> _STORED DATA_
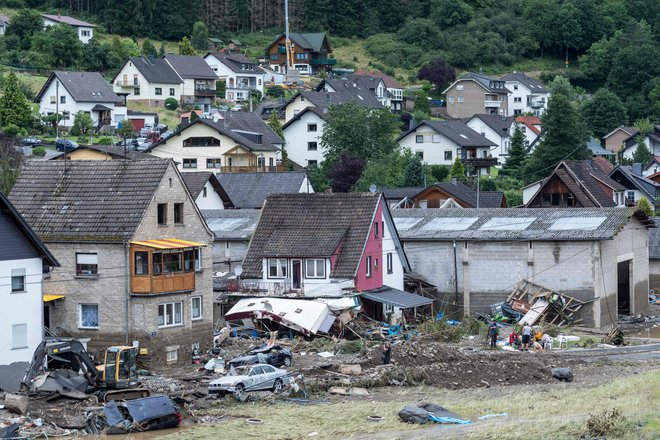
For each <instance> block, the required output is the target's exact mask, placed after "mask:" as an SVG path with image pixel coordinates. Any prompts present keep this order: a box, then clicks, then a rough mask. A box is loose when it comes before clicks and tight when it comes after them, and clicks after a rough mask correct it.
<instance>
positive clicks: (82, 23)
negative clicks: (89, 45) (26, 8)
mask: <svg viewBox="0 0 660 440" xmlns="http://www.w3.org/2000/svg"><path fill="white" fill-rule="evenodd" d="M41 16H42V17H43V18H47V19H48V20H51V21H56V22H58V23H62V24H68V25H69V26H76V27H96V25H95V24H92V23H88V22H86V21H82V20H78V19H77V18H73V17H69V16H68V15H59V14H57V15H51V14H41Z"/></svg>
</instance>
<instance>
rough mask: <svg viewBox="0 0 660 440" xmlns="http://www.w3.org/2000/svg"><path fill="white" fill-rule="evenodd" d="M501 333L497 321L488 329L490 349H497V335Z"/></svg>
mask: <svg viewBox="0 0 660 440" xmlns="http://www.w3.org/2000/svg"><path fill="white" fill-rule="evenodd" d="M498 333H499V329H498V328H497V324H496V323H495V321H493V322H491V323H490V327H488V334H489V335H490V348H495V347H497V335H498Z"/></svg>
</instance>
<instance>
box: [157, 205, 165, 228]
mask: <svg viewBox="0 0 660 440" xmlns="http://www.w3.org/2000/svg"><path fill="white" fill-rule="evenodd" d="M166 225H167V203H159V204H158V226H166Z"/></svg>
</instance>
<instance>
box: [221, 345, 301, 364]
mask: <svg viewBox="0 0 660 440" xmlns="http://www.w3.org/2000/svg"><path fill="white" fill-rule="evenodd" d="M291 359H292V354H291V350H289V349H288V348H282V347H281V346H279V345H277V344H275V345H268V344H262V345H259V346H257V347H254V348H253V349H252V350H250V351H248V352H247V353H246V354H245V355H243V356H239V357H235V358H234V359H232V360H230V361H229V362H228V364H229V366H233V367H240V366H243V365H252V364H269V365H273V366H275V367H281V366H282V365H284V366H285V367H290V366H291Z"/></svg>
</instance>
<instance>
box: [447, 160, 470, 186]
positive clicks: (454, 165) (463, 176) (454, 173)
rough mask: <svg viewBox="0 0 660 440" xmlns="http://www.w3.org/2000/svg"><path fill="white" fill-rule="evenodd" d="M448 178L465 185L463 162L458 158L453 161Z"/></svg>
mask: <svg viewBox="0 0 660 440" xmlns="http://www.w3.org/2000/svg"><path fill="white" fill-rule="evenodd" d="M449 178H450V179H456V180H458V181H459V182H463V183H467V176H466V175H465V167H464V166H463V161H461V159H460V158H459V157H457V158H456V160H454V165H452V167H451V171H449Z"/></svg>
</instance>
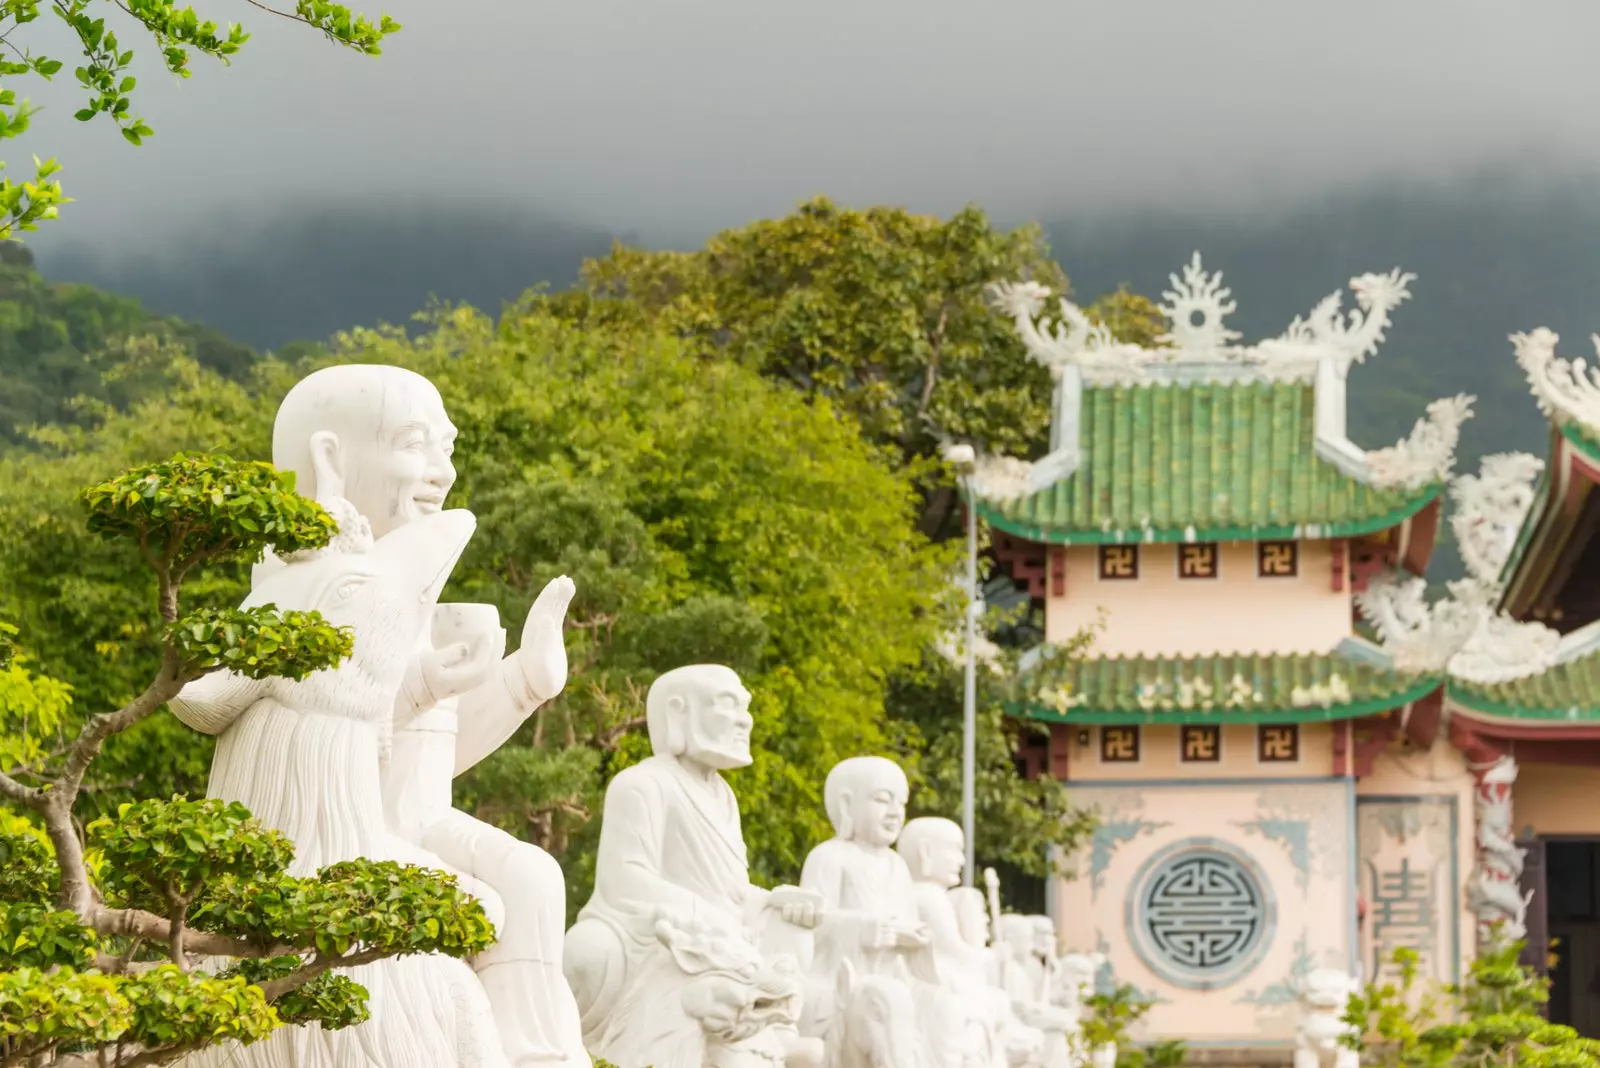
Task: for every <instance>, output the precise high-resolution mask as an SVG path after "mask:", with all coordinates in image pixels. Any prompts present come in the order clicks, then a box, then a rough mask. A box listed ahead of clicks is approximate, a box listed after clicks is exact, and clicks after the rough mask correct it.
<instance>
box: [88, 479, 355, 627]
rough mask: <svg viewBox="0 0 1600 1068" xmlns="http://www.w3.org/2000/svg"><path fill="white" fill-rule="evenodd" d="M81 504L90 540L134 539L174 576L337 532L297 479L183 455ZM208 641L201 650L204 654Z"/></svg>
mask: <svg viewBox="0 0 1600 1068" xmlns="http://www.w3.org/2000/svg"><path fill="white" fill-rule="evenodd" d="M82 499H83V505H85V507H86V508H88V513H90V523H88V526H90V532H91V534H99V536H101V537H106V539H128V540H133V542H134V544H138V545H139V547H141V550H144V552H146V553H147V555H149V556H150V560H152V563H155V561H162V566H168V568H173V569H176V571H182V569H187V568H190V566H194V564H195V563H202V561H210V560H250V561H253V560H259V558H261V550H264V548H266V547H269V545H272V547H275V548H277V550H278V552H280V553H291V552H301V550H307V548H322V547H325V545H326V544H328V542H330V540H331V539H333V536H334V534H336V532H338V524H336V523H334V521H333V516H330V515H328V513H326V512H325V510H323V508H322V505H318V504H317V502H315V500H310V499H307V497H301V496H299V494H296V492H294V475H293V473H285V472H278V470H277V468H275V467H272V465H270V464H266V462H261V460H245V462H237V460H232V459H229V457H227V456H187V454H182V452H179V454H178V456H174V457H173V459H170V460H165V462H162V464H147V465H144V467H136V468H134V470H131V472H126V473H123V475H118V476H115V478H112V480H107V481H102V483H98V484H94V486H90V488H88V489H85V491H83V492H82ZM232 625H235V627H238V625H240V620H234V622H232ZM208 641H210V638H206V640H197V644H198V648H200V649H206V643H208ZM227 644H234V643H227Z"/></svg>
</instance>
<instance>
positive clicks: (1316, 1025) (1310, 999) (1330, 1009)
mask: <svg viewBox="0 0 1600 1068" xmlns="http://www.w3.org/2000/svg"><path fill="white" fill-rule="evenodd" d="M1358 988H1360V983H1358V982H1357V980H1355V977H1352V975H1346V974H1344V972H1339V970H1334V969H1318V970H1315V972H1312V974H1310V975H1307V977H1306V988H1304V990H1302V991H1301V1006H1302V1010H1304V1015H1302V1017H1301V1025H1299V1031H1298V1033H1296V1036H1294V1068H1360V1063H1362V1055H1360V1054H1358V1052H1355V1050H1354V1049H1349V1047H1347V1046H1344V1041H1342V1039H1346V1038H1347V1036H1350V1034H1352V1033H1354V1031H1355V1028H1352V1026H1350V1025H1349V1023H1346V1022H1344V1018H1342V1017H1344V1007H1346V1004H1349V1001H1350V994H1354V993H1355V991H1357V990H1358Z"/></svg>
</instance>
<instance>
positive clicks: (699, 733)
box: [645, 664, 754, 771]
mask: <svg viewBox="0 0 1600 1068" xmlns="http://www.w3.org/2000/svg"><path fill="white" fill-rule="evenodd" d="M645 723H646V726H648V729H650V748H651V751H654V755H656V756H672V758H675V759H682V761H688V763H693V764H699V766H701V767H704V769H709V771H726V769H730V767H747V766H749V764H750V726H752V724H754V719H752V718H750V692H749V691H747V689H744V683H741V681H739V676H738V673H736V671H734V670H733V668H726V667H722V665H717V664H691V665H690V667H682V668H674V670H672V671H667V673H666V675H662V676H661V678H658V679H656V681H654V683H651V684H650V694H646V695H645Z"/></svg>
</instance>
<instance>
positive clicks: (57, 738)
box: [0, 624, 72, 767]
mask: <svg viewBox="0 0 1600 1068" xmlns="http://www.w3.org/2000/svg"><path fill="white" fill-rule="evenodd" d="M0 628H5V630H0V643H3V648H0V767H18V766H27V764H34V763H35V761H38V759H42V758H43V756H45V755H46V751H48V748H50V745H51V743H53V742H56V740H59V734H61V729H62V726H64V724H66V721H67V715H69V713H70V710H72V687H70V686H67V684H66V683H61V681H59V679H53V678H48V676H38V675H34V673H32V671H29V670H27V667H26V664H27V657H26V654H22V652H19V651H18V649H16V646H14V644H13V643H11V635H14V633H16V628H14V627H6V625H5V624H0ZM6 630H10V635H8V633H5V632H6Z"/></svg>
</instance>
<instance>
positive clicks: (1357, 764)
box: [1354, 711, 1400, 779]
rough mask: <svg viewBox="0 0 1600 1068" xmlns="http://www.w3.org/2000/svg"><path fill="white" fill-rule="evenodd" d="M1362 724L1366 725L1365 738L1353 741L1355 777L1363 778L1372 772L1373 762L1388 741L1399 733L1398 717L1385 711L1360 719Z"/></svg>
mask: <svg viewBox="0 0 1600 1068" xmlns="http://www.w3.org/2000/svg"><path fill="white" fill-rule="evenodd" d="M1362 726H1363V727H1366V731H1368V734H1366V737H1365V739H1358V740H1357V742H1355V761H1354V763H1355V777H1357V779H1365V777H1366V775H1371V774H1373V764H1376V763H1378V755H1379V753H1382V751H1384V750H1386V748H1389V743H1390V742H1394V740H1395V737H1397V735H1398V734H1400V718H1398V716H1397V715H1395V713H1392V711H1386V713H1384V715H1381V716H1368V718H1366V719H1362Z"/></svg>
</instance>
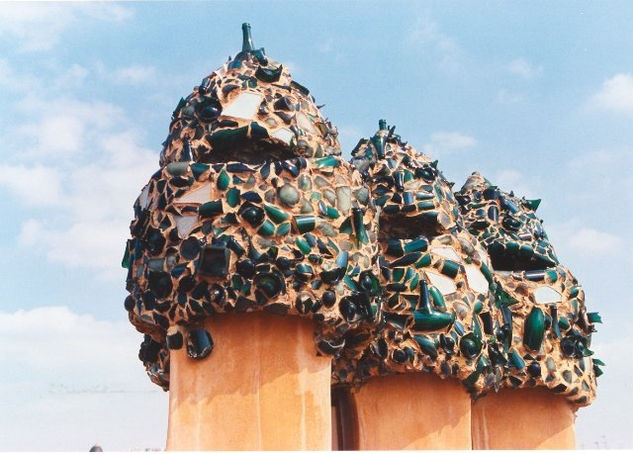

> _WORK REQUEST_
Figure out how many lines of the listing above include "order"; the answer is that number alone.

> _COMPLETED TASK_
2